(Entries from a pointing dataset)

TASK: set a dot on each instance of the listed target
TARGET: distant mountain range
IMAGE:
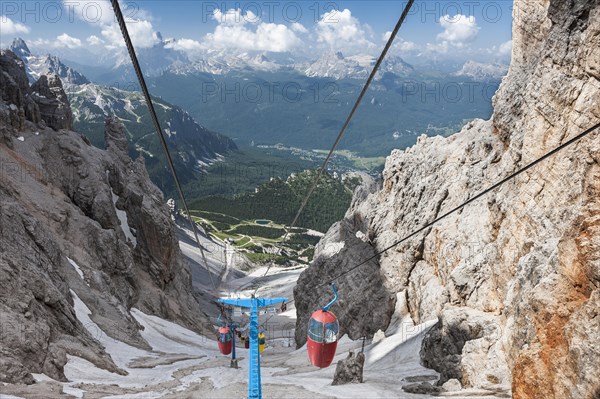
(268, 98)
(193, 146)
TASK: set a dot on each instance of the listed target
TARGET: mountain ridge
(513, 278)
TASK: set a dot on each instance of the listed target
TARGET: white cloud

### WHAT YOU ARE ASKED TO DO
Exact duplication of all the records is required; pictures are omitted from the copy.

### COMPLETE OUTPUT
TASK: set a dot on each instance of the listed target
TARGET: distant mountain range
IMAGE:
(268, 98)
(193, 146)
TASK: set a dot on each instance of the listed target
TARGET: mountain ridge
(513, 278)
TASK: set a dot on each instance of the listed target
TARGET: white cloud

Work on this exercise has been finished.